• _EXERCISE TASKS_:
1. From the LGMFormula documentation, extract everything from "PR-5 runtime helper." down to "an AbstractLatentComponent instance.".
2. According to the LGMFormula documentation, what does a non-empty covariates argument to lgmformula become?

• _PASSAGE TO READ_:
□ □ □ □
Each f(...) term lowers to a NamedTuple{(:col, :comp_expr, :replicate, :group)} where replicate / group carry the keyword- argument column symbols (or nothing).

Other forms (transformations, interactions, etc.) raise an error referring to user concepts.

source

LGMFormula._wrap_term — Method

_wrap_term(comp_or_factory, data, replicate_col, group_col) ->
    AbstractLatentComponent

PR-5 runtime helper. Wraps an f(col, Comp; replicate = id) or f(col, Factory; group = grp) term against the actual data table:

replicate_col::Symbol: returns Replicate(comp, R) where R = maximum(data.$replicate_col). comp_or_factory must be an AbstractLatentComponent instance.
group_col::Symbol: returns Group(factory, data.$group_col). comp_or_factory is the factory (e.g. IID, AR1); the per-group inner components are constructed by the LGM core Group(factory, group_id) constructor — see packages/LatentGaussianModels.jl/src/components/group.jl.
both nothing: returns comp_or_factory unchanged (must be a component instance — caller's responsibility).

source

LGMFormula.lgmformula — Method

lgmformula(data; lhs, intercept = true, covariates = Symbol[],
           randoms = [], family) -> LatentGaussianModel

Function form of @lgm. Accepts a structured description of the formula and returns the same LatentGaussianModel the macro would produce.

Arguments

data: a Tables.jl-compatible source.
lhs::Union{Symbol, AbstractVector{Symbol}}: outcome column name(s). A vector triggers tuple-LHS multi-likelihood; family must then be a tuple of likelihoods of matching length.
intercept::Bool = true: whether to include Intercept().
covariates::Vector{Symbol} = Symbol[]: scalar fixed-effect column names. Becomes FixedEffects(length(covariates)) if non-empty.
randoms::AbstractVector = []: list of f-term specifications. Each entry may be:
- (col::Symbol, comp::AbstractLatentComponent) — plain f-term.
- (col, comp, replicate::Symbol, group::Nothing) — replicated component; runtime wraps as Replicate(comp, R).
- (col, factory, replicate::Nothing, group::Symbol) — grouped component; runtime wraps as Group(factory, grp_col_values).
- A NamedTuple{(:col, :comp_expr, :replicate, :group)} — internal form emitted by the macro.
family: observation likelihood (single-LHS) or tuple of likelihoods (multi-LHS).

source

LGMFormula.@lgm — Macro

@lgm formula data=df family=Likelihood()

Build a LatentGaussianModel from a formula expression bound to a Tables.jl-compatible source.

Supported

@lgm y ~ 1 data=df family=GaussianLikelihood() — intercept only.
@lgm y ~ 1 + x1 + x2 data=df family=GaussianLikelihood() — intercept + scalar covariates.
@lgm y ~ 0 + x data=df family=GaussianLikelihood() — no intercept (-1 also accepted).
@lgm y ~ 1 + f(idx, IID(n)) + f(t, RW1(T)) data=df family=PoissonLikelihood() — intercept + multiple random effects.
□ □ □ □
• _EXTRACTED INFORMATION_:
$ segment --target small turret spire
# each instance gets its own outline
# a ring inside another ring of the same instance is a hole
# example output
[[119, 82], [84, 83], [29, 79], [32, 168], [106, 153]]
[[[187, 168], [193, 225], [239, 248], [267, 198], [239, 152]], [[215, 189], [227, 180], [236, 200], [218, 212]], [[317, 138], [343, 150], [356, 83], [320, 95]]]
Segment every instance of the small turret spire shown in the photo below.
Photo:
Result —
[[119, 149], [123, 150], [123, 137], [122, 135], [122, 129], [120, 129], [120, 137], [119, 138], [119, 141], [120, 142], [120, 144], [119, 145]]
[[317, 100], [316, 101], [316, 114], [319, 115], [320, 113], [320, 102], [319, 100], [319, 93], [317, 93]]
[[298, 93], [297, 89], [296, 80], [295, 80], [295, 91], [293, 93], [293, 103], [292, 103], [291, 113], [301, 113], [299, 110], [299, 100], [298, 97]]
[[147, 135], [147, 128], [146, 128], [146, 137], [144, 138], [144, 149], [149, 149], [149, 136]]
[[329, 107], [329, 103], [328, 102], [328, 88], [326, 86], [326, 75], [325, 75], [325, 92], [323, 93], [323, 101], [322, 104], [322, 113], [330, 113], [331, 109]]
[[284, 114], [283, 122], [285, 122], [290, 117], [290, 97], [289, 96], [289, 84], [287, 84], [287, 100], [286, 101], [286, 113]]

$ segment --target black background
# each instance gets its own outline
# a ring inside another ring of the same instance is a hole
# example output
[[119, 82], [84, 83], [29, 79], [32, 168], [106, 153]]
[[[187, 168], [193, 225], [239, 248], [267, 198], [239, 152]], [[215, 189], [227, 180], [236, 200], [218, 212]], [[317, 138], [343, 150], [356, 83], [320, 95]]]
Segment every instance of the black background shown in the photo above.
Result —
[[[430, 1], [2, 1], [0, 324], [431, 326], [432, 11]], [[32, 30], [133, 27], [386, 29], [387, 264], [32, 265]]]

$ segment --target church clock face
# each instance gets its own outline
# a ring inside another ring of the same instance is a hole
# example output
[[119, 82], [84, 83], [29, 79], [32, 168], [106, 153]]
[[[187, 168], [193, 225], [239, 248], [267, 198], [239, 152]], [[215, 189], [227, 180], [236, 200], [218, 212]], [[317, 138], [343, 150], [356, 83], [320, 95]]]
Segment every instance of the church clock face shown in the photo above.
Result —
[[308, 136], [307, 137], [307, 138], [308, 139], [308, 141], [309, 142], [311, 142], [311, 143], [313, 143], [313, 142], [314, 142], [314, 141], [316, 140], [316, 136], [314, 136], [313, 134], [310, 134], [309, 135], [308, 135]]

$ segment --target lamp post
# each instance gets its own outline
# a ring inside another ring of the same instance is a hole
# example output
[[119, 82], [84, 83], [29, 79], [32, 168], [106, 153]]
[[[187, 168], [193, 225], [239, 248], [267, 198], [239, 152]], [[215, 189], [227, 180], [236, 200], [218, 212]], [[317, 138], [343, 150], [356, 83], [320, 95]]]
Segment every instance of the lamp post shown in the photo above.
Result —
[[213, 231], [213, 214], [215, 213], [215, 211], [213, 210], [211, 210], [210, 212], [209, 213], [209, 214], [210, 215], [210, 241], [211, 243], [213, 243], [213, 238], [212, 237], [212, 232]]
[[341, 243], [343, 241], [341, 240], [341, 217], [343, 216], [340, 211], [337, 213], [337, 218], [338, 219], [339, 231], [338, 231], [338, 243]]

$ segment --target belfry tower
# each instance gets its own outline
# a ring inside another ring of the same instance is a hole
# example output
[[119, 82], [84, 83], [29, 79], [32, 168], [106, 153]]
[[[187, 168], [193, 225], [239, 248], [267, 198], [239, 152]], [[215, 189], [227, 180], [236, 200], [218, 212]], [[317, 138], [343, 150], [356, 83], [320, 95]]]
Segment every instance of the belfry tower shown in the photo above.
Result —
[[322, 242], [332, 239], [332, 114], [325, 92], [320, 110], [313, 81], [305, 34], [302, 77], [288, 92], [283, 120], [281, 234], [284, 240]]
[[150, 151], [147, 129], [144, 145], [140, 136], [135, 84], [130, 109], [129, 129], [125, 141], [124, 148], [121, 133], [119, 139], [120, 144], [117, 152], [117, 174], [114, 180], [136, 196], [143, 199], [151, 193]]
□ □ □ □
• _FULL ANSWERS_:
1.
PR-5 runtime helper. Wraps an f(col, Comp; replicate = id) or f(col, Factory; group = grp) term against the actual data table:

replicate_col::Symbol: returns Replicate(comp, R) where R = maximum(data.$replicate_col). comp_or_factory must be an AbstractLatentComponent instance.

2. FixedEffects(length(covariates))